## [PROBLEM TO SOLVE]
Please find the lines in the entries below that contain the word "white", and copy each one.

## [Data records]
☆ ☆ ☆

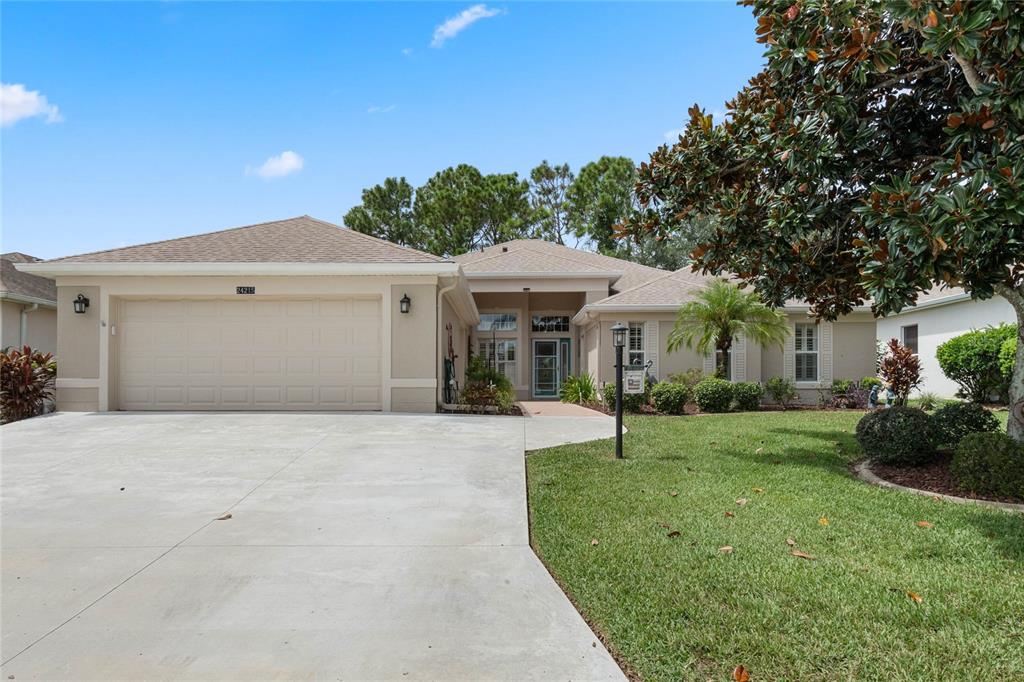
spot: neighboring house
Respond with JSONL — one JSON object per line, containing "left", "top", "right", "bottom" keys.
{"left": 0, "top": 252, "right": 57, "bottom": 353}
{"left": 17, "top": 217, "right": 478, "bottom": 413}
{"left": 455, "top": 240, "right": 878, "bottom": 403}
{"left": 876, "top": 285, "right": 1016, "bottom": 398}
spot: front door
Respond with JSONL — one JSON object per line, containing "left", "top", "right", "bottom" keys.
{"left": 533, "top": 338, "right": 570, "bottom": 398}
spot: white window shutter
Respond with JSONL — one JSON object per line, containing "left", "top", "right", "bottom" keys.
{"left": 820, "top": 321, "right": 833, "bottom": 385}
{"left": 703, "top": 351, "right": 716, "bottom": 375}
{"left": 645, "top": 321, "right": 659, "bottom": 379}
{"left": 783, "top": 322, "right": 796, "bottom": 381}
{"left": 733, "top": 332, "right": 746, "bottom": 382}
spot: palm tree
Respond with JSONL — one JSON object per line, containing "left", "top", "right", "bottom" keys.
{"left": 667, "top": 279, "right": 789, "bottom": 379}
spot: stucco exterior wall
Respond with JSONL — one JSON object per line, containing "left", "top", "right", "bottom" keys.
{"left": 877, "top": 296, "right": 1016, "bottom": 398}
{"left": 658, "top": 319, "right": 703, "bottom": 379}
{"left": 56, "top": 285, "right": 101, "bottom": 411}
{"left": 1, "top": 301, "right": 57, "bottom": 353}
{"left": 440, "top": 293, "right": 470, "bottom": 403}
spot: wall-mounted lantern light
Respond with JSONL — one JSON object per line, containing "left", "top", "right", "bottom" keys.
{"left": 399, "top": 293, "right": 411, "bottom": 314}
{"left": 73, "top": 293, "right": 90, "bottom": 314}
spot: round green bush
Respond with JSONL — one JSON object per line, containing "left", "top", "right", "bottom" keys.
{"left": 929, "top": 402, "right": 1000, "bottom": 448}
{"left": 651, "top": 382, "right": 690, "bottom": 414}
{"left": 602, "top": 381, "right": 649, "bottom": 413}
{"left": 732, "top": 381, "right": 763, "bottom": 411}
{"left": 694, "top": 377, "right": 734, "bottom": 413}
{"left": 952, "top": 432, "right": 1024, "bottom": 499}
{"left": 936, "top": 324, "right": 1015, "bottom": 402}
{"left": 855, "top": 406, "right": 938, "bottom": 466}
{"left": 859, "top": 376, "right": 883, "bottom": 390}
{"left": 999, "top": 335, "right": 1016, "bottom": 379}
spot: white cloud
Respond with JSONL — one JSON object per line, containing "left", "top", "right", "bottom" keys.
{"left": 246, "top": 150, "right": 304, "bottom": 180}
{"left": 367, "top": 104, "right": 396, "bottom": 114}
{"left": 431, "top": 4, "right": 502, "bottom": 48}
{"left": 1, "top": 83, "right": 63, "bottom": 127}
{"left": 401, "top": 47, "right": 414, "bottom": 57}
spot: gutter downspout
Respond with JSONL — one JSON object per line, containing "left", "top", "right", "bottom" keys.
{"left": 437, "top": 277, "right": 459, "bottom": 410}
{"left": 20, "top": 303, "right": 39, "bottom": 347}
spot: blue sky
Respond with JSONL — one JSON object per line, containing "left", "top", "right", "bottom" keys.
{"left": 2, "top": 2, "right": 763, "bottom": 259}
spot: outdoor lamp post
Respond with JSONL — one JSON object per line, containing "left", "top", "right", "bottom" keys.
{"left": 611, "top": 322, "right": 627, "bottom": 459}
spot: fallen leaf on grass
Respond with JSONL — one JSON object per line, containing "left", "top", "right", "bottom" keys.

☆ ☆ ☆

## [TASK RESULT]
spot: white window shutter
spot: white cloud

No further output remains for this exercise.